**DOCUMENT PASSAGE**
┄┄┄┄┄┄┄┄┄┄┄┄┄┄┄┄┄┄┄┄
Rudy Takala is a conservative writer and Republican politician.

Early life

Takala was born in Rush City, Minnesota and grew up on a dairy farm in neighboring Pine City. Takala was homeschooled for nine years before earning a Bachelor of Arts in legal studies and economics from Hamline University in 2009 at the age of 20. He completed a Master of Arts in political communication from American University.

Education
He received a Bachelor of Arts in legal studies and economics from Hamline University followed by a master's degree in political communication at American University.

Political background

Takala was elected chairman of Minnesota's Pine County Republicans at the age of 18. He was re-elected in 2009 with 60% of the vote, and again in 2011.

In early 2009, Takala announced his decision to run for the Minnesota House of Representatives in House district 8B, which at the time encompassed all of Kanabec County and parts of Pine & Isanti counties.  Takala lost the primary election to Roger Crawford on August 10, 2010, by a 59% to 41% margin.

At the 2012 Minnesota State Republican Convention he was selected as a delegate to the Republican Party's National Convention in Tampa.
┄┄┄┄┄┄┄┄┄┄┄┄┄┄┄┄┄┄┄┄
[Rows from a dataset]
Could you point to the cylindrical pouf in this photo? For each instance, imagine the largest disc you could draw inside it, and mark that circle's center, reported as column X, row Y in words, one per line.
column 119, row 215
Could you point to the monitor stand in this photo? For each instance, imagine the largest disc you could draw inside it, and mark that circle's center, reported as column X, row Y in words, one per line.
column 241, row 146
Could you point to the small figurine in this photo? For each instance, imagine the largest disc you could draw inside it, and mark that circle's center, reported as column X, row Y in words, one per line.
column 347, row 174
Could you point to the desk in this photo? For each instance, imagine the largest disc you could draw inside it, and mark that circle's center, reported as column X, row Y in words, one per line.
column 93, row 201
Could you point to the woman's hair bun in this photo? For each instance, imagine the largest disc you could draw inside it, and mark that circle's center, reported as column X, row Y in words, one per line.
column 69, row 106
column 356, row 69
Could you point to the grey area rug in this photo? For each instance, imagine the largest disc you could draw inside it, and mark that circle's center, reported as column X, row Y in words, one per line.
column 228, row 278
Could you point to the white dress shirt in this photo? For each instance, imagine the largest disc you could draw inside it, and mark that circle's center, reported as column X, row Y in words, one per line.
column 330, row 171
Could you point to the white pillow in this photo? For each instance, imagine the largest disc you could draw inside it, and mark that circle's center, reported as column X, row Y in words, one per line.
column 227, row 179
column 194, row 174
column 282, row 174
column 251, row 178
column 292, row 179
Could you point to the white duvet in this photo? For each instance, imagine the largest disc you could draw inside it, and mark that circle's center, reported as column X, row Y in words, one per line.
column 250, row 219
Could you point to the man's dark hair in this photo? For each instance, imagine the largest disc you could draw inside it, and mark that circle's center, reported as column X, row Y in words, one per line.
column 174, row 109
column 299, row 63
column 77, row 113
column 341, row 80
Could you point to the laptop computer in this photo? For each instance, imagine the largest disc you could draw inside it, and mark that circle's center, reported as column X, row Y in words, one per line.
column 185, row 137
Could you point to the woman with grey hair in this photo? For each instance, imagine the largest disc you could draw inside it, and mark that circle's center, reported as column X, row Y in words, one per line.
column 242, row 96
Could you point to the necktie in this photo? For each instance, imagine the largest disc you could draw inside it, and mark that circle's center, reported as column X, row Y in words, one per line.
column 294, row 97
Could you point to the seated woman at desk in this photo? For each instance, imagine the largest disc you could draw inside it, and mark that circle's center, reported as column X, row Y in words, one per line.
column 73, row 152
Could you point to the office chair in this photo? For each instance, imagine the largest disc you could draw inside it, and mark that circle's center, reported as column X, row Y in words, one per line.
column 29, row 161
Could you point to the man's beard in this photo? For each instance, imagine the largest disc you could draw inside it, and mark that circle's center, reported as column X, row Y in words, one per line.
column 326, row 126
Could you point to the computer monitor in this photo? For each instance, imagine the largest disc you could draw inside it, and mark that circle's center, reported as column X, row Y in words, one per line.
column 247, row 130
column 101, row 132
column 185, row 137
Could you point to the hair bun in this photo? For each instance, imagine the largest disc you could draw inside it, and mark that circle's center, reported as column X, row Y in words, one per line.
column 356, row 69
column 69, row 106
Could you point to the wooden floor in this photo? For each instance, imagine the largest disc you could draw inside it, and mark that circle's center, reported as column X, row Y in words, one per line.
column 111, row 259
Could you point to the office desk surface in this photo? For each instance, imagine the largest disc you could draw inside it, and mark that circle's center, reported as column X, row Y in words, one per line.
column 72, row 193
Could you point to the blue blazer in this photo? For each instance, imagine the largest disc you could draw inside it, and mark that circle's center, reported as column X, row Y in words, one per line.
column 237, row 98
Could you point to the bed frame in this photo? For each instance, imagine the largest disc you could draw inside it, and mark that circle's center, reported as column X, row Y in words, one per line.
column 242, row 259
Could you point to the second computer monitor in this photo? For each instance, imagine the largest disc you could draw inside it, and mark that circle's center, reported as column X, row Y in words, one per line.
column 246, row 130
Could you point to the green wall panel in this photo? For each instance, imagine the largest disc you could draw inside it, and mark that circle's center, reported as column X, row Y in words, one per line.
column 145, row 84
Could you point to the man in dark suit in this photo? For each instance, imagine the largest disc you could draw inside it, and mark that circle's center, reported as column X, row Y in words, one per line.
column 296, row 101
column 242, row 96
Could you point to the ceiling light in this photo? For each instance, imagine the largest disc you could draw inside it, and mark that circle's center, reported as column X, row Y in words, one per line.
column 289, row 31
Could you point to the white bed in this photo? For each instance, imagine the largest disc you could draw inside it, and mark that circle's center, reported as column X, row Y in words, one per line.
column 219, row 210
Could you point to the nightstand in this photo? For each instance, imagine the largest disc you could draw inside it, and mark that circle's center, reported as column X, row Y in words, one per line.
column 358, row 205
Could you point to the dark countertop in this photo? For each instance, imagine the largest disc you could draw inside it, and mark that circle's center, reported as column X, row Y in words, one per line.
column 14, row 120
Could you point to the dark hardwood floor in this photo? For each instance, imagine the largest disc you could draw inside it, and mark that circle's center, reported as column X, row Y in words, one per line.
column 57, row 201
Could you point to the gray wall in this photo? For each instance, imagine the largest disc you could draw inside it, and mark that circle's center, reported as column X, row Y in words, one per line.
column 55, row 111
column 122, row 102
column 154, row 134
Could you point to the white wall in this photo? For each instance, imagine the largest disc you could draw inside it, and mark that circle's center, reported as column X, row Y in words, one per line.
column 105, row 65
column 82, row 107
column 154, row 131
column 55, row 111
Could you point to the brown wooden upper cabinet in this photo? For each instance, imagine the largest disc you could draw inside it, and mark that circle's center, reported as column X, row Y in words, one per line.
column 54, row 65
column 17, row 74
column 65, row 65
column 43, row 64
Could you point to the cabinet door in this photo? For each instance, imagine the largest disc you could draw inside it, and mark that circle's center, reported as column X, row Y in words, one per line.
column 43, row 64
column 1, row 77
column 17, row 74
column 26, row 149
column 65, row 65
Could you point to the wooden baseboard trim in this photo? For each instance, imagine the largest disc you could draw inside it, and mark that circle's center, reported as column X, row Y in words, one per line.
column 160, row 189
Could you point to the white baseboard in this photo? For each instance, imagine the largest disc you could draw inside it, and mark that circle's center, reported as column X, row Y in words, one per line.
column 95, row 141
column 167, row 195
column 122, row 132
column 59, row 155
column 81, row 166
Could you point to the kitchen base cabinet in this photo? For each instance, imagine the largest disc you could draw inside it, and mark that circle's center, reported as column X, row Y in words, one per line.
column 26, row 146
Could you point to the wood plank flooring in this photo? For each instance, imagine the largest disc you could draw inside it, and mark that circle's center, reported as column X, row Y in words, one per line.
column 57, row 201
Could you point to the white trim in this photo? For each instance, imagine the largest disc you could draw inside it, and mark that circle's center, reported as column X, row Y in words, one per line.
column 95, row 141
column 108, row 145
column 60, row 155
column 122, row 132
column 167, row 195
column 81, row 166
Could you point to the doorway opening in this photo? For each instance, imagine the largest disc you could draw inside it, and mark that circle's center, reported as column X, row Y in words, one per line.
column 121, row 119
┄┄┄┄┄┄┄┄┄┄┄┄┄┄┄┄┄┄┄┄
**TASK REQUIREMENTS**
**1)** According to the Rudy Takala biography, who defeated Takala in the primary election on August 10, 2010?
**2)** From the Rudy Takala biography, reproduce word for word the part that opens with the words containing "Rudy Takala is" and closes with "at American University.".
None of the records are required here.

**TASK ANSWERS**
**1)** Roger Crawford

**2)**
Rudy Takala is a conservative writer and Republican politician.

Early life

Takala was born in Rush City, Minnesota and grew up on a dairy farm in neighboring Pine City. Takala was homeschooled for nine years before earning a Bachelor of Arts in legal studies and economics from Hamline University in 2009 at the age of 20. He completed a Master of Arts in political communication from American University.

Education
He received a Bachelor of Arts in legal studies and economics from Hamline University followed by a master's degree in political communication at American University.